>>>

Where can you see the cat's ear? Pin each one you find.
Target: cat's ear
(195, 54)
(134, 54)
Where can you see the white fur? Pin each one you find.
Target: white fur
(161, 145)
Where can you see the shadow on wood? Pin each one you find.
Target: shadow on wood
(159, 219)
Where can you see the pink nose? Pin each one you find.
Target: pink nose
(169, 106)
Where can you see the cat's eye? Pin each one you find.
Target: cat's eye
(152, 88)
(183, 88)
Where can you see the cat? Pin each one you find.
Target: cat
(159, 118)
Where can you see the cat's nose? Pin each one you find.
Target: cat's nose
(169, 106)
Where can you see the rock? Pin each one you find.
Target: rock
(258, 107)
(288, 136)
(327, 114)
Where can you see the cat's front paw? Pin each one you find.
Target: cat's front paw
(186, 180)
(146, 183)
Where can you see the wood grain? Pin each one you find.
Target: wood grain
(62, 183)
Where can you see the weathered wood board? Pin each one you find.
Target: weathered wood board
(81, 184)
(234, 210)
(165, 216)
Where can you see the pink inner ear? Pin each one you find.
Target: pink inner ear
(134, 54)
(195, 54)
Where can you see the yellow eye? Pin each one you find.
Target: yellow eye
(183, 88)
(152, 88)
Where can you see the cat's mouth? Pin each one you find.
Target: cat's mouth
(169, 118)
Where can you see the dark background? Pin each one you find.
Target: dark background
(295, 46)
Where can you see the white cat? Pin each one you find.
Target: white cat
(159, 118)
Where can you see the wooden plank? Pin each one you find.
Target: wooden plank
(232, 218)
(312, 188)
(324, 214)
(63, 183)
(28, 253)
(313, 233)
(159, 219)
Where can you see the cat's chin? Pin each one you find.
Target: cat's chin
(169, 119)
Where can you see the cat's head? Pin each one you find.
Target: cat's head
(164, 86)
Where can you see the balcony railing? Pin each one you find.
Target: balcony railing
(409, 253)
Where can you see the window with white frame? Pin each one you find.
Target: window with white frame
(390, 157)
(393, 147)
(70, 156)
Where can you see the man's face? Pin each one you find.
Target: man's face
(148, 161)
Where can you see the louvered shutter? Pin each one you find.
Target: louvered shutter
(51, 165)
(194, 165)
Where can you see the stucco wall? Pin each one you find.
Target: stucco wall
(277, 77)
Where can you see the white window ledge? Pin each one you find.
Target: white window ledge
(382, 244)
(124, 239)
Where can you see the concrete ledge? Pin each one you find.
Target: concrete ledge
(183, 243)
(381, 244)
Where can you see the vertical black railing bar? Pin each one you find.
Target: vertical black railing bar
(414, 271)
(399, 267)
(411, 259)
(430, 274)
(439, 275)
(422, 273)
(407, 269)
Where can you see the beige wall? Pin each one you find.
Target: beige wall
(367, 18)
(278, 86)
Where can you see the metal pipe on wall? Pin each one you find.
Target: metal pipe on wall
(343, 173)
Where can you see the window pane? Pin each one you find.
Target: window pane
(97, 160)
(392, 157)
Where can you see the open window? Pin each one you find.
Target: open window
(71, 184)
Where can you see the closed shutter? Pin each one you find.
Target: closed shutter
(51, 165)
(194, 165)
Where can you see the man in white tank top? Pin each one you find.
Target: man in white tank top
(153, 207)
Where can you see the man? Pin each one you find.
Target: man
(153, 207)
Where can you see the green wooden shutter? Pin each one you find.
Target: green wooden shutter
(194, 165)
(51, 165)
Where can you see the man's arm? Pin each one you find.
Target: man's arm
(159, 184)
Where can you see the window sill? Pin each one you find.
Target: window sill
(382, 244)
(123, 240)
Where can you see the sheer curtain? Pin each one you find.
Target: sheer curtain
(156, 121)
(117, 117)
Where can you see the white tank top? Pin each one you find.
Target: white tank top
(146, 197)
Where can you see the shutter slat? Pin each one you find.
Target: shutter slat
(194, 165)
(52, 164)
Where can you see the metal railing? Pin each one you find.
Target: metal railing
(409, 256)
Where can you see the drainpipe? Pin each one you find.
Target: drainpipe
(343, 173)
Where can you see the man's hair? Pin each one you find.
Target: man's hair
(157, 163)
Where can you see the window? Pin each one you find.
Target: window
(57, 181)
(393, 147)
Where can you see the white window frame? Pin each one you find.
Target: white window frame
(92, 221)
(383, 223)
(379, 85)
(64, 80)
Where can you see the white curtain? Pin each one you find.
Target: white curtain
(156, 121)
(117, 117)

<<<
>>>

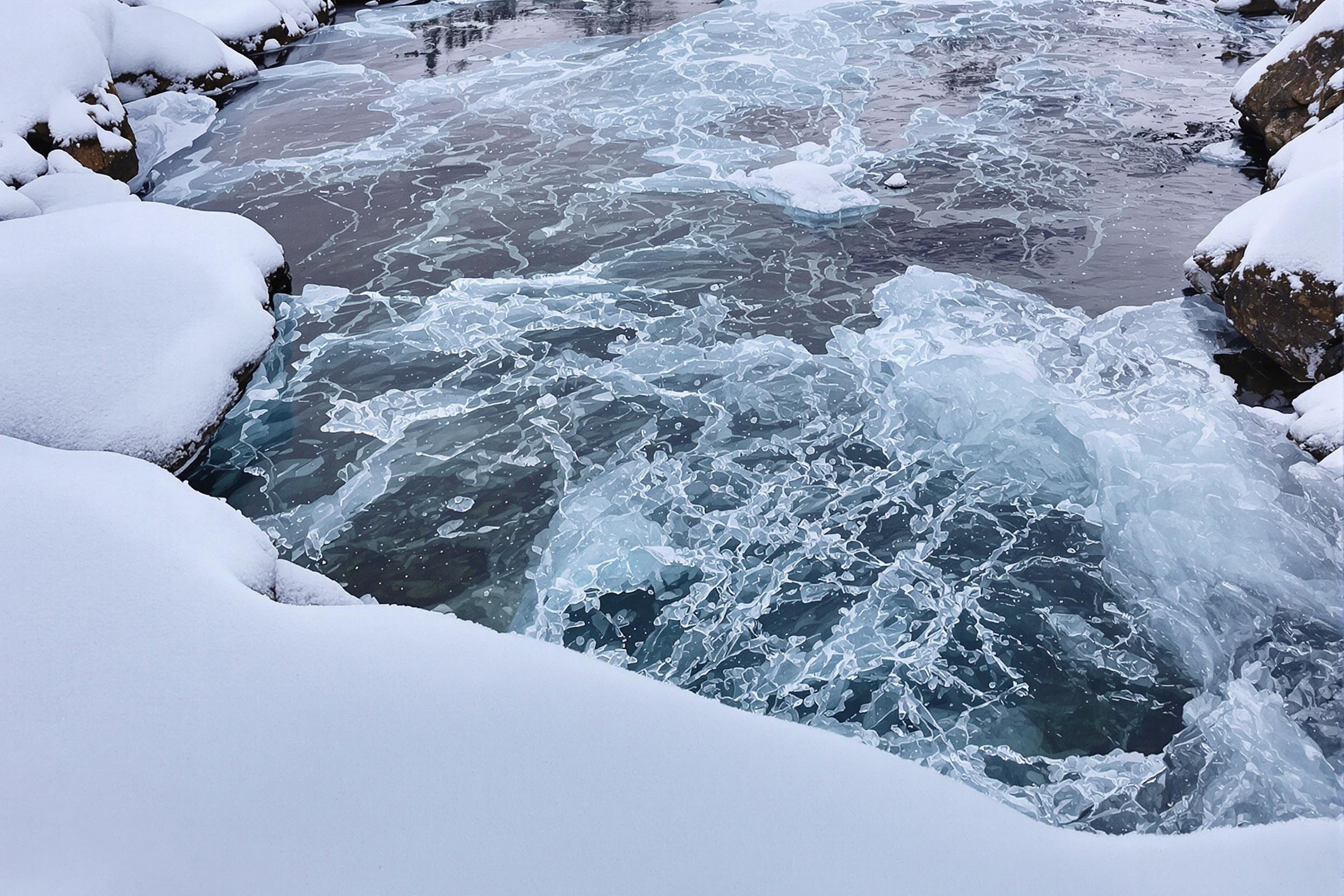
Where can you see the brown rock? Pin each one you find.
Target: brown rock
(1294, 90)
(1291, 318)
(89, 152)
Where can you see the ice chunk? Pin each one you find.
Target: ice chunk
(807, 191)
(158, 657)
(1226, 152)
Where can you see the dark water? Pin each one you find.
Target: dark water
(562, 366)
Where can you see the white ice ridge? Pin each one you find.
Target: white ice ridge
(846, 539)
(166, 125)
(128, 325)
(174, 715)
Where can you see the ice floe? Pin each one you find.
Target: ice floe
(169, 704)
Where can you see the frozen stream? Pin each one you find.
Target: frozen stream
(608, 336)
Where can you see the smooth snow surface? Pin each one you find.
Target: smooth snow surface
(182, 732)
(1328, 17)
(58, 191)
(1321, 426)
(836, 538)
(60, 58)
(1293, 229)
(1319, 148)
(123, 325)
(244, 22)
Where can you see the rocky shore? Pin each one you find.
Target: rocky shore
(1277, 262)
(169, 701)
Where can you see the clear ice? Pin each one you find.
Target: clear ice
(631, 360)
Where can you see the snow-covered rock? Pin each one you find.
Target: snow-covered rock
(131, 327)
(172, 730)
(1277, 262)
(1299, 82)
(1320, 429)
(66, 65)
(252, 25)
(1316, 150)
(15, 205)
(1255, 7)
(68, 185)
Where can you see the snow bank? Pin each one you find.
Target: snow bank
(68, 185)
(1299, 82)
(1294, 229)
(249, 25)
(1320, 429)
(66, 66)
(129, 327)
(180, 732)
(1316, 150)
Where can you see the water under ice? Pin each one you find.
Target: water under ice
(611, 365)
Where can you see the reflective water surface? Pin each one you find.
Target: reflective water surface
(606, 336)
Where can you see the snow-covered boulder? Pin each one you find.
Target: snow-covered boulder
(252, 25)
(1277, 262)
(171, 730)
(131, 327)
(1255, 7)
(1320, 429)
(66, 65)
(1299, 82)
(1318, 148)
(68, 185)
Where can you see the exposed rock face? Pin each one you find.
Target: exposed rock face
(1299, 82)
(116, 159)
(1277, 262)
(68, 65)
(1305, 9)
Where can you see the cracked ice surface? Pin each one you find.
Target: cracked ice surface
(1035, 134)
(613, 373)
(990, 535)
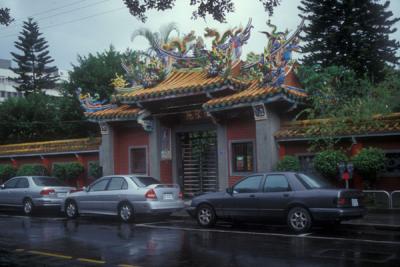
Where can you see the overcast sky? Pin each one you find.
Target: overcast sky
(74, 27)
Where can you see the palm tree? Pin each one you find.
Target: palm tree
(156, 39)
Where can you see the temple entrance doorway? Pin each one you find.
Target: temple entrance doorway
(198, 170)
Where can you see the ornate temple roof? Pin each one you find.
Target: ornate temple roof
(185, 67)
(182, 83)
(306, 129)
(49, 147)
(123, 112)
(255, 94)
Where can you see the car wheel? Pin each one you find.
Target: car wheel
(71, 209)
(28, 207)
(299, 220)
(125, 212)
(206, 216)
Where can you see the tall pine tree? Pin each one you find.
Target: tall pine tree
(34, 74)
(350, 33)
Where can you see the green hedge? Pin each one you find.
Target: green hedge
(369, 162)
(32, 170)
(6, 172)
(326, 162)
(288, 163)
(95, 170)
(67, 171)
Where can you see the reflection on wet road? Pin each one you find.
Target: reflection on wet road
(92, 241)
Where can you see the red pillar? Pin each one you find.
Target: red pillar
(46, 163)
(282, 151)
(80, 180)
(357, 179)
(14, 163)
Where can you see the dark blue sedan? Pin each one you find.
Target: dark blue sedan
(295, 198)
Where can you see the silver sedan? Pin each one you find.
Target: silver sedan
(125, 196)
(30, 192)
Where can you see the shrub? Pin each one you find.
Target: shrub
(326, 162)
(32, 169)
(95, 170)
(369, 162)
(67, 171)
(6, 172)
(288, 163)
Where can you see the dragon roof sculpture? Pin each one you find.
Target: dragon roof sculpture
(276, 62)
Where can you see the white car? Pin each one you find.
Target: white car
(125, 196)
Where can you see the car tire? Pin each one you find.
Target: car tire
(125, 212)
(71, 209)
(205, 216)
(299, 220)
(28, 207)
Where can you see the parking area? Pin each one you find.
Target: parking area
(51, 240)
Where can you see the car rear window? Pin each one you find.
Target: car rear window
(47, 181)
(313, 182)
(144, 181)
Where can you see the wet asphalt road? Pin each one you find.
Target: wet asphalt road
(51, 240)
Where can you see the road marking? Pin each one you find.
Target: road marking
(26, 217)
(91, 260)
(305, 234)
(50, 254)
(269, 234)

<<<
>>>

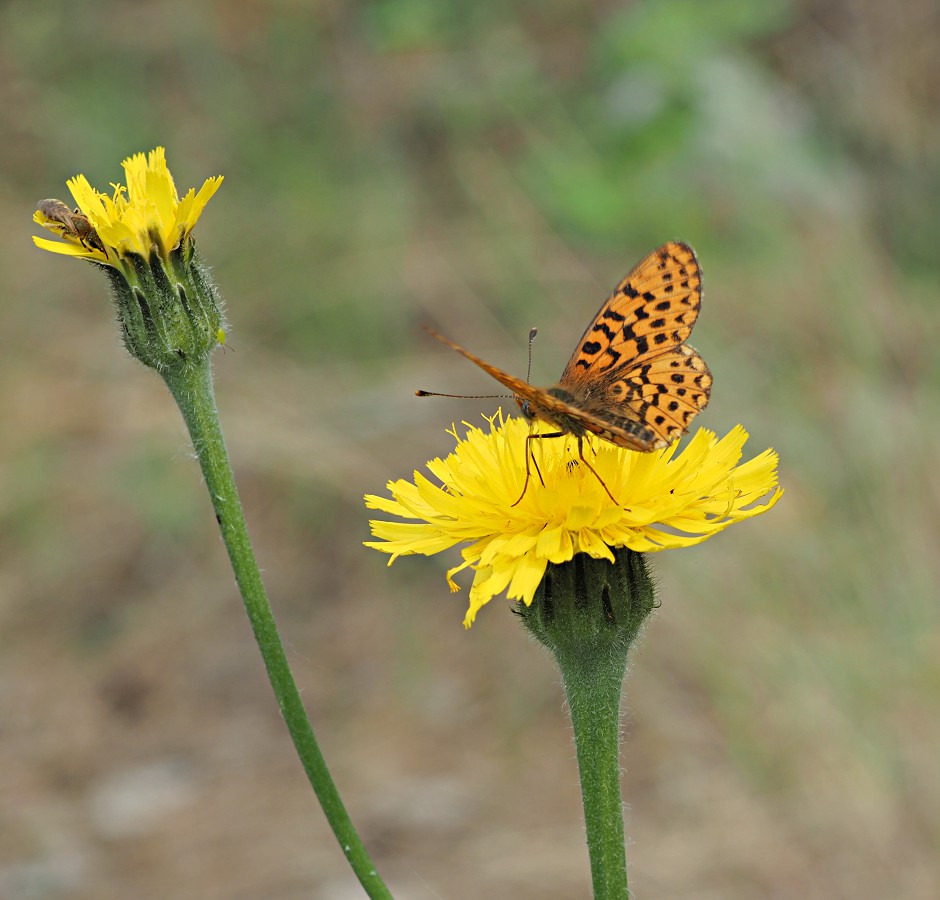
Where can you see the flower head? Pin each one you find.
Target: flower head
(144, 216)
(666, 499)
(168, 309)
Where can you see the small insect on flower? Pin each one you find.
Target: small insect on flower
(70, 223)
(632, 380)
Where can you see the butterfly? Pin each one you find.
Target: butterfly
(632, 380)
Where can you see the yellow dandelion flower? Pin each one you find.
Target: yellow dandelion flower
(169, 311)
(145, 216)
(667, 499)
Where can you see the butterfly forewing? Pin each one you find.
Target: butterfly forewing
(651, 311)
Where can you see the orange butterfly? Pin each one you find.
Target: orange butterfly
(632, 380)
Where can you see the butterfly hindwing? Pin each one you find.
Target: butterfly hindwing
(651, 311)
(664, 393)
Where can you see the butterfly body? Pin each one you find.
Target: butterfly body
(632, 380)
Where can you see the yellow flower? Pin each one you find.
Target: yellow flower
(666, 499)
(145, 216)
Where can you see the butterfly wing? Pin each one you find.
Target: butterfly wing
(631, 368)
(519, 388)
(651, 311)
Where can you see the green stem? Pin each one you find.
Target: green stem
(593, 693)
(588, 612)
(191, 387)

<<<

**What to produce**:
Gather every line of the material above that contains the string "ridge", matching case exactly. Copy each line in full.

**Solution to this exercise**:
Where can you see the white ice ridge? Pin each one you find.
Target: white ice ridge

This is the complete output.